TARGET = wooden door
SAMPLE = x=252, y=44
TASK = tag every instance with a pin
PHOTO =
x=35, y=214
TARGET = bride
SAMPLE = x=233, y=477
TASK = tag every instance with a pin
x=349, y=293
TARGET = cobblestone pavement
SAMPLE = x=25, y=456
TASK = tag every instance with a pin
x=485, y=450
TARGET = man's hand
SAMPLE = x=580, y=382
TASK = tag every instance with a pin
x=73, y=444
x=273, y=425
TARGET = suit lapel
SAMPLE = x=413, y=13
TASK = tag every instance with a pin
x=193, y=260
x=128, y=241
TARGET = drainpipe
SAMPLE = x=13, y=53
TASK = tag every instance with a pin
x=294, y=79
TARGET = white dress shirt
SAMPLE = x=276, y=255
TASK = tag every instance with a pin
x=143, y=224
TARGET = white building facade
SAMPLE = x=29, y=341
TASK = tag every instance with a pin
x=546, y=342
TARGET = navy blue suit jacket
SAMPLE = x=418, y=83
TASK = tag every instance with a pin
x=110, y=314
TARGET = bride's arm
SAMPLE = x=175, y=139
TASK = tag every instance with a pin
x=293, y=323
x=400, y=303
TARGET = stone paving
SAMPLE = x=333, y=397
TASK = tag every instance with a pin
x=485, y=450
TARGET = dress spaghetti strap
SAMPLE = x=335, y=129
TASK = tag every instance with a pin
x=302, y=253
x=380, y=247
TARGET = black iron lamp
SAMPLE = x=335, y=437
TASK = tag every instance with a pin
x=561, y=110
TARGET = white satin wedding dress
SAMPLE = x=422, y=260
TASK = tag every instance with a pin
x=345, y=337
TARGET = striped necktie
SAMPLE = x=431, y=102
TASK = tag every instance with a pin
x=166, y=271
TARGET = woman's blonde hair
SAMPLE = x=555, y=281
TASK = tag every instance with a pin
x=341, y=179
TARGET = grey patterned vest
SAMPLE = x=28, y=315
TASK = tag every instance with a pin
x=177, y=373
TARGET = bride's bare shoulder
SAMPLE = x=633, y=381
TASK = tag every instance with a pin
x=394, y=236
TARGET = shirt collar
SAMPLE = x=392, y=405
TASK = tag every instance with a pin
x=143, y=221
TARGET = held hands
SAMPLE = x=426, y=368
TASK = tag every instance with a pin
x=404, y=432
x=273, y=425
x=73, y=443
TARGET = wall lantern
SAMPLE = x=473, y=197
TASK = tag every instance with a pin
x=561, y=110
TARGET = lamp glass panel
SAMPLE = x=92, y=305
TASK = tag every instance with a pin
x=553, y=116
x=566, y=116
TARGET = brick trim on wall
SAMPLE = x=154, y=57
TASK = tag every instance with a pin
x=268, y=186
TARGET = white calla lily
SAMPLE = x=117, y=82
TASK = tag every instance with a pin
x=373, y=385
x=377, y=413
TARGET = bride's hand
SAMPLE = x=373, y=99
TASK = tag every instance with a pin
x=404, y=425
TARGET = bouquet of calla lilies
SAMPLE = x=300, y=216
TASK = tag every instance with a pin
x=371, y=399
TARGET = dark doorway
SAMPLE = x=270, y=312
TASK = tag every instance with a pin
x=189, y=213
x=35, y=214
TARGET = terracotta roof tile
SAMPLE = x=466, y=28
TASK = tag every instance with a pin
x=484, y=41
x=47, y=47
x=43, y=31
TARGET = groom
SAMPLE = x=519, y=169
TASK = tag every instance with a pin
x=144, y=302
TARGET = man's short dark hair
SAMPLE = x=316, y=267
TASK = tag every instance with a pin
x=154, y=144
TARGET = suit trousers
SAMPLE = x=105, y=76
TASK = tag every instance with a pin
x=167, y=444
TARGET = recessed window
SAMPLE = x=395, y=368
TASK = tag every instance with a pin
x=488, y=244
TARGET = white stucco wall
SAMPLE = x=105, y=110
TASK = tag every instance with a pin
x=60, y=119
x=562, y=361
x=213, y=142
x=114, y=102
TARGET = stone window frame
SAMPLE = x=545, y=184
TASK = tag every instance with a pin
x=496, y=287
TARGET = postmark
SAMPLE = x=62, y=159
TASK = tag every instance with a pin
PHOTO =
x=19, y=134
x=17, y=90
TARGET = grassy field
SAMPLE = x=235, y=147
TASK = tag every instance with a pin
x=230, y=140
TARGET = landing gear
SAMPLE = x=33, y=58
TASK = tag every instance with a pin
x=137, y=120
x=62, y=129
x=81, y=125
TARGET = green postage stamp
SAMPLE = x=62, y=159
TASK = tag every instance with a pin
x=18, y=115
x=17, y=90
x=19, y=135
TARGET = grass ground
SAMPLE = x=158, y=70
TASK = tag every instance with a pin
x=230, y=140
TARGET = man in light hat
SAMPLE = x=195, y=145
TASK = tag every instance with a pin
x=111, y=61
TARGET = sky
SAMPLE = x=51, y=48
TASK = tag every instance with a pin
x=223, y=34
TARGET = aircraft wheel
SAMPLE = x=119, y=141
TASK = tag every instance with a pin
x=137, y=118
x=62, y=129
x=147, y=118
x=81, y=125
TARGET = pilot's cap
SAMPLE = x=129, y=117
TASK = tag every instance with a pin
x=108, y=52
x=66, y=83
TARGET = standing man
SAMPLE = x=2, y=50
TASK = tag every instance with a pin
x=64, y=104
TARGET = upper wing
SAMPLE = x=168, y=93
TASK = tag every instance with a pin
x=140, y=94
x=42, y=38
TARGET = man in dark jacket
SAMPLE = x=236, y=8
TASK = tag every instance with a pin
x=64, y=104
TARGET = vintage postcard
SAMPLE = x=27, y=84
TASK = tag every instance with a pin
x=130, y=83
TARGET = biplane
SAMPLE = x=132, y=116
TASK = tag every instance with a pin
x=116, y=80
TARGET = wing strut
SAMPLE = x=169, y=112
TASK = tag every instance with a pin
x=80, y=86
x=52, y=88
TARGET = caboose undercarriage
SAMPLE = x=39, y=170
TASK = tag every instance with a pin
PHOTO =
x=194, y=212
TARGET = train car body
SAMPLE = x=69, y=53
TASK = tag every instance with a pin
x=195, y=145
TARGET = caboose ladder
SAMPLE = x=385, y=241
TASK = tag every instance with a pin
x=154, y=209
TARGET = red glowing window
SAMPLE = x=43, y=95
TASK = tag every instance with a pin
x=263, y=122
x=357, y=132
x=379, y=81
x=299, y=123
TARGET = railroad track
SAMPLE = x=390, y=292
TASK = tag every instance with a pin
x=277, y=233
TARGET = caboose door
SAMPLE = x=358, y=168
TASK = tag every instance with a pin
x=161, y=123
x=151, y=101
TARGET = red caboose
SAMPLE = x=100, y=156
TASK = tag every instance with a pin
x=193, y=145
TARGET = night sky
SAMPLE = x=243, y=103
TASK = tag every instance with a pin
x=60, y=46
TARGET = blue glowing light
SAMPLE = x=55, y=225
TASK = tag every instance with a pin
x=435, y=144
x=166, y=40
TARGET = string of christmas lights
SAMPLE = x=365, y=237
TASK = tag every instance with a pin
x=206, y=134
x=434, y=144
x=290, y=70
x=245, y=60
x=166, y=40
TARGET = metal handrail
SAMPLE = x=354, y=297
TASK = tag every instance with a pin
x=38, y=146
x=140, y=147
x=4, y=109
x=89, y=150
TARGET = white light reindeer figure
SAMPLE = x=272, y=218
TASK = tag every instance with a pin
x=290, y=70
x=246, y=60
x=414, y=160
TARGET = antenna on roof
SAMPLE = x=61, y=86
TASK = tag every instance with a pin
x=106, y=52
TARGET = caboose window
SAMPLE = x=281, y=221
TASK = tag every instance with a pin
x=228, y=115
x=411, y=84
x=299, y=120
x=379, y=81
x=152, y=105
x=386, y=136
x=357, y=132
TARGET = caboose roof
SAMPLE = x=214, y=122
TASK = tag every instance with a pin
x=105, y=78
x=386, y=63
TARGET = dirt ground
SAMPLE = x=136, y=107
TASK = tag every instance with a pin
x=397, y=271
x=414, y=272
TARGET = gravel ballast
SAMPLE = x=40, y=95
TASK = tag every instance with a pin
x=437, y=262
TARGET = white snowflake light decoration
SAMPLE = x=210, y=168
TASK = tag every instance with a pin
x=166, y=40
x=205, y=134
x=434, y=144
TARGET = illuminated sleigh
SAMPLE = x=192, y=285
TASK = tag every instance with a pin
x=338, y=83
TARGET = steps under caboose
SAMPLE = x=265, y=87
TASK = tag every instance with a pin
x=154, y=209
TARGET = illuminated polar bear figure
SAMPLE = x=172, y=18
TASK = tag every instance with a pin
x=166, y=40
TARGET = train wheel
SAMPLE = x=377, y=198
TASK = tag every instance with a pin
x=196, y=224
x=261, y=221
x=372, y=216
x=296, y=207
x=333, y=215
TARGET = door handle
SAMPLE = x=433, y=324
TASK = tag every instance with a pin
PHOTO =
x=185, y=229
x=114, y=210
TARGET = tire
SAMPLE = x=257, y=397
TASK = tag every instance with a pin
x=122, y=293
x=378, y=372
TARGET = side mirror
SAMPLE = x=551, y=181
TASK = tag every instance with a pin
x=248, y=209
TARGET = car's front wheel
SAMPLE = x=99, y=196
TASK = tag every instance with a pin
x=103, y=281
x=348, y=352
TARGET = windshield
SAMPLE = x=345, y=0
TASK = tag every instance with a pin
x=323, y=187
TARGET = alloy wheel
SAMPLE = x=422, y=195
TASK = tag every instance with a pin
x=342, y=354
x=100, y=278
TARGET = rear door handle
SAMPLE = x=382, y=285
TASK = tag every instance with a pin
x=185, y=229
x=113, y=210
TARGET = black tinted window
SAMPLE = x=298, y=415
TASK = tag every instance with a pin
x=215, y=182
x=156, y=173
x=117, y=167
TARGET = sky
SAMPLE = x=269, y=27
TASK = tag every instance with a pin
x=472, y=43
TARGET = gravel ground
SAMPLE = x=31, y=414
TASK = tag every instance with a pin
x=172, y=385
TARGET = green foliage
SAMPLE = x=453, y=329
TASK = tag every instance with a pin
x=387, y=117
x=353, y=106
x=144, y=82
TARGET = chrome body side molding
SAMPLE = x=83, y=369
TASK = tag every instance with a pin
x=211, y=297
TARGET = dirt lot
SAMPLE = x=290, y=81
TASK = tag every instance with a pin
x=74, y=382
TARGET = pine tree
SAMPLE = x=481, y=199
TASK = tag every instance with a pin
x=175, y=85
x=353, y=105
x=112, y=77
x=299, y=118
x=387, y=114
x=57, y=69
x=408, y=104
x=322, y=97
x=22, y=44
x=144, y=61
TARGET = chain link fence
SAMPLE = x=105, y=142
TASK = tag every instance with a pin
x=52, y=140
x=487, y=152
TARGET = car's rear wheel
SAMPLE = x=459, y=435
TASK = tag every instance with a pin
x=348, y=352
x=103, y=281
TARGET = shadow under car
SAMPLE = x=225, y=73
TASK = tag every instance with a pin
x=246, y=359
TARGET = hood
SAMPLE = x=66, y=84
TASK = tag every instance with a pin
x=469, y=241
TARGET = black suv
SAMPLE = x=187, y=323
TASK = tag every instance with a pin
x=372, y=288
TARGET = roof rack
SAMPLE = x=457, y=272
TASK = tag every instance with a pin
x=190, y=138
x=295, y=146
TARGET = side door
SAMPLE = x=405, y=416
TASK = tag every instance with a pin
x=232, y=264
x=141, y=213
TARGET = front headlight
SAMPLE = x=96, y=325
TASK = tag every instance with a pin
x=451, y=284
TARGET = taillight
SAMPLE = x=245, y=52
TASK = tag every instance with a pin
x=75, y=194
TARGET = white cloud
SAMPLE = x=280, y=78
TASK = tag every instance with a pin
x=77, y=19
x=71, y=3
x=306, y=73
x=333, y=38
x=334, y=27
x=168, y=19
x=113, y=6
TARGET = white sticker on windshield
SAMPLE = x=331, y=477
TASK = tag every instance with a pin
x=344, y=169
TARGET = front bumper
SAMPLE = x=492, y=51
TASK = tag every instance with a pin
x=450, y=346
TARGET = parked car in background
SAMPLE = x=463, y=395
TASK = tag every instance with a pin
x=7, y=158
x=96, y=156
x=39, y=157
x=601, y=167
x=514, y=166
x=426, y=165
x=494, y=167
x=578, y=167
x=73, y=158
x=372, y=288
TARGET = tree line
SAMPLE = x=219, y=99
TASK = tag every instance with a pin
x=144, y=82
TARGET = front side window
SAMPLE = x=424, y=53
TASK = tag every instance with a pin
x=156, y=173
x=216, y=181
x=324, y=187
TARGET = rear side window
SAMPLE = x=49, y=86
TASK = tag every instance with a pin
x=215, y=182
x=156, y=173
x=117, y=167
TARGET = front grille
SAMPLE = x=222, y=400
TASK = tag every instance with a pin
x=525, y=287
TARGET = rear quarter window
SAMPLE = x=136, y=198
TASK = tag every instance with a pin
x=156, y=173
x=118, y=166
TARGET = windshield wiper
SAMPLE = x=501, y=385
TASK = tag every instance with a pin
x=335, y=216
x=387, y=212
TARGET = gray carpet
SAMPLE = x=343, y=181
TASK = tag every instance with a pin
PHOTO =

• _TASK INSTRUCTIONS_:
Put each line of the records, from the line containing "TARGET = bride's arm" to the line containing "x=345, y=337", both included, into a JSON list of strings. Use one string per line and leave out blank lines.

• _EXPECTED ANSWER_:
[
  "TARGET = bride's arm",
  "SAMPLE = x=175, y=139",
  "TASK = tag every instance with a pin",
  "x=293, y=323",
  "x=400, y=303",
  "TARGET = stone paving",
  "SAMPLE = x=333, y=397",
  "TASK = tag every instance with a pin",
  "x=485, y=450",
  "TARGET = dress spaghetti strap",
  "SAMPLE = x=335, y=129",
  "TASK = tag every instance with a pin",
  "x=302, y=253",
  "x=380, y=247",
  "TARGET = black iron lamp",
  "SAMPLE = x=335, y=437",
  "TASK = tag every instance with a pin",
  "x=561, y=110",
  "TARGET = white satin wedding dress",
  "SAMPLE = x=422, y=260",
  "TASK = tag every instance with a pin",
  "x=345, y=337"
]